Starting at the beginning of the data, copy every line through the line containing "xmin=197 ymin=59 xmax=256 ymax=81", with the pictures left out. Shift each bounding box coordinate in the answers up by 24, but leave the coordinate style lines unchanged.

(Extracted data entries)
-------
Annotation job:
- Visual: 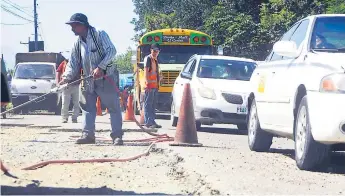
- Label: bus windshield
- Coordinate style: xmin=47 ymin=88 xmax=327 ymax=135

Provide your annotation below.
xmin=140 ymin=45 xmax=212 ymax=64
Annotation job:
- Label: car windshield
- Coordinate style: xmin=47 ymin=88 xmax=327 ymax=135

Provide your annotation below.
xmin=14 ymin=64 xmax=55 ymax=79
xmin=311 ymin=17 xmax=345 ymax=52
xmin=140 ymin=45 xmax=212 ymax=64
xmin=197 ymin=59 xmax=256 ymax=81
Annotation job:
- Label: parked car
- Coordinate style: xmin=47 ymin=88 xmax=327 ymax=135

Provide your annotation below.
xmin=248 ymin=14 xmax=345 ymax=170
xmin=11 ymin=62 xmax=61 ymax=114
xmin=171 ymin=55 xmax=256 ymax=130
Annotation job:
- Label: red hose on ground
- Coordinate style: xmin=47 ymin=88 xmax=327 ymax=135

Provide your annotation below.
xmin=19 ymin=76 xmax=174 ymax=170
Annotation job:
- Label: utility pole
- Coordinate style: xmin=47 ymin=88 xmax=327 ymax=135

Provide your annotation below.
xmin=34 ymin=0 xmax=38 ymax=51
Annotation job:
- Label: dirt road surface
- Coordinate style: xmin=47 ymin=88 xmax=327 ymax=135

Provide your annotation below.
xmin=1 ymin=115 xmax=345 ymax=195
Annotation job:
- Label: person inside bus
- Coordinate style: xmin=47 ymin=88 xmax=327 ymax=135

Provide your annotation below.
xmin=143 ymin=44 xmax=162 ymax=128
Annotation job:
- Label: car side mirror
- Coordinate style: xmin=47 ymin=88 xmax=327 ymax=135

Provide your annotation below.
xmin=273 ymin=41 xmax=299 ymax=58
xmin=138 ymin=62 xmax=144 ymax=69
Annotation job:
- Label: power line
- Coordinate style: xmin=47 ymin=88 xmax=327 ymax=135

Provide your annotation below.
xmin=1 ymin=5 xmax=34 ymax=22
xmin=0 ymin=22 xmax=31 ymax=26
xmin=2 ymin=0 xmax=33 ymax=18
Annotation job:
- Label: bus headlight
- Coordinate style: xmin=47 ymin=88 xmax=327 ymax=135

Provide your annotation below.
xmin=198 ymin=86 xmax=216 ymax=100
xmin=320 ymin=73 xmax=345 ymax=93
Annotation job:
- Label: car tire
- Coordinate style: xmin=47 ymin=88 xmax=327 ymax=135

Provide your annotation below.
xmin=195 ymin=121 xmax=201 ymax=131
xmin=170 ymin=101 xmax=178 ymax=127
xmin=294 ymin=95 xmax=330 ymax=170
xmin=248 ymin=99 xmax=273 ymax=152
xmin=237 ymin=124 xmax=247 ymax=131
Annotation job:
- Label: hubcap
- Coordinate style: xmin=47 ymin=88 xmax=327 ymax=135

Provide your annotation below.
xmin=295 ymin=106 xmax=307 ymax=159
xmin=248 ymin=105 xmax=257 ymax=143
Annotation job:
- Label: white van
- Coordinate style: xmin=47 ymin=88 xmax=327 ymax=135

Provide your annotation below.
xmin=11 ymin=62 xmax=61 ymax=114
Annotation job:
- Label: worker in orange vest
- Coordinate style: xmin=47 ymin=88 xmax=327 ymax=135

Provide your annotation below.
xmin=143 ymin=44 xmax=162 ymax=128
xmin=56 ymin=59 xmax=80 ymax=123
-------
*ANSWER TO THIS EXERCISE*.
Annotation job:
- Visual: 
- Label: bus windshield
- Coordinate style: xmin=47 ymin=88 xmax=327 ymax=135

Provide your annotation below.
xmin=164 ymin=69 xmax=236 ymax=88
Annotation job:
- Label: car windshield
- Coordinate style: xmin=47 ymin=88 xmax=327 ymax=135

Provide your annotation below.
xmin=38 ymin=88 xmax=79 ymax=103
xmin=335 ymin=41 xmax=369 ymax=76
xmin=164 ymin=69 xmax=236 ymax=88
xmin=221 ymin=83 xmax=280 ymax=105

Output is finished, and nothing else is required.